• JOB 1
In the model-serving tutorial below, what command starts the web service?

• DOCUMENT TEXT
===
In this final section, we demonstrate serving our trained model
as a web service and interacting with it using HTTP requests.

Starting the Web Service
^^^^^^^^^^^^^^^^^^^^^^^^

To serve the model, use the following command:

.. code-block:: shell

    eirserve --model-path [MODEL_PATH]

Replace `[MODEL_PATH]` with the actual path to your trained model.
This command initiates a web service that listens for incoming requests.

Here is an example of the command:

.. literalinclude:: ../tutorial_files/a_using_eir/03_sequence_tutorial/commands/SEQUENCE_DEPLOY.txt
    :language: console

Sending Requests
^^^^^^^^^^^^^^^^

With the server running, we can now send requests. For sequence data like IMDb reviews,
we send the payload as a simple JSON object.

Here's an example Python function demonstrating this process:

.. code-block:: python

    import requests

    def send_request(url: str, payload: dict):
        response = requests.post(url, json=payload)
        return response.json()

    payload = {
        "imdb_reviews": "This movie was great! I loved it!"
    }

    response = send_request('http://localhost:8000/predict', payload)
    print(response)

Additionally, you can send requests using `bash`:

.. code-block:: bash

    curl -X 'POST' \\
      'http://localhost:8000/predict' \\
      -H 'accept: application/json' \\
      -H 'Content-Type: application/json' \\
      -d '{
          "imdb_reviews": "This movie was great! I loved it!"
      }'

Analyzing Responses
^^^^^^^^^^^^^^^^^^^

After sending requests to the served model, the responses can be analyzed.
These responses provide insights into the model's predictions based on the input data.

.. literalinclude:: ../tutorial_files/a_using_eir/03_sequence_tutorial/serve_results/predictions.json
    :language: json
    :caption: predictions.json

This concludes the sequence tutorial,
thank you for making it this far.
I hope you enjoyed it and it was useful to you.
Feel free to try this out on your own data,
I would love to hear about it!
===
• RECORDED INFORMATION
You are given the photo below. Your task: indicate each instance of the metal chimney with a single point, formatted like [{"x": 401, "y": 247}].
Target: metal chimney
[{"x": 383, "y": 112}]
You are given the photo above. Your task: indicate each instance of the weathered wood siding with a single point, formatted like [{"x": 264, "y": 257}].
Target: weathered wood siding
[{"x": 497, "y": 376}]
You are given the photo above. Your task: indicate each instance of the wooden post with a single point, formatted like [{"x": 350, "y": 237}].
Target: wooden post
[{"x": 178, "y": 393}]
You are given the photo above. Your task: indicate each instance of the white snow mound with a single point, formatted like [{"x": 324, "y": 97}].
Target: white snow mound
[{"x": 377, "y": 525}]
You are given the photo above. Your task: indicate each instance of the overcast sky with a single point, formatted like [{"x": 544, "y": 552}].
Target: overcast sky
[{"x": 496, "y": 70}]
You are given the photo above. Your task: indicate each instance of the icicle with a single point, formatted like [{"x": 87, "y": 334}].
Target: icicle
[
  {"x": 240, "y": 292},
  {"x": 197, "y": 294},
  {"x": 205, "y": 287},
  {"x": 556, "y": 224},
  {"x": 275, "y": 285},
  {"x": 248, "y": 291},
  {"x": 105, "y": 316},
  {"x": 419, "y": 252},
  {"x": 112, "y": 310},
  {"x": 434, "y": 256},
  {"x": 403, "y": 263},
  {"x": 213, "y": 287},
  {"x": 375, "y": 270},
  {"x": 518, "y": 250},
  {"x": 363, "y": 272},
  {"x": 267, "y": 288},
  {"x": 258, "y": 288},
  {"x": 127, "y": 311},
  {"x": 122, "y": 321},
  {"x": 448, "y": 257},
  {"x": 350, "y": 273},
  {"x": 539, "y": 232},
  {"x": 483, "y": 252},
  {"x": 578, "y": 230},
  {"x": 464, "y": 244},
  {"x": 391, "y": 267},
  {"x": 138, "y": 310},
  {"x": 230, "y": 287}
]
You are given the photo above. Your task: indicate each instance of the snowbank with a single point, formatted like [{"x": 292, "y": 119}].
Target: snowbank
===
• JOB 2
Recast everything in the entries, from the line containing "of the snowbank" down to the last line of the entries, as a numbered list, leaving out any blank lines.

• WRITTEN SOLUTION 1
eirserve --model-path [MODEL_PATH]

• WRITTEN SOLUTION 2
1. You are given the photo above. Your task: indicate each instance of the snowbank with a single point, formatted like [{"x": 292, "y": 119}].
2. Target: snowbank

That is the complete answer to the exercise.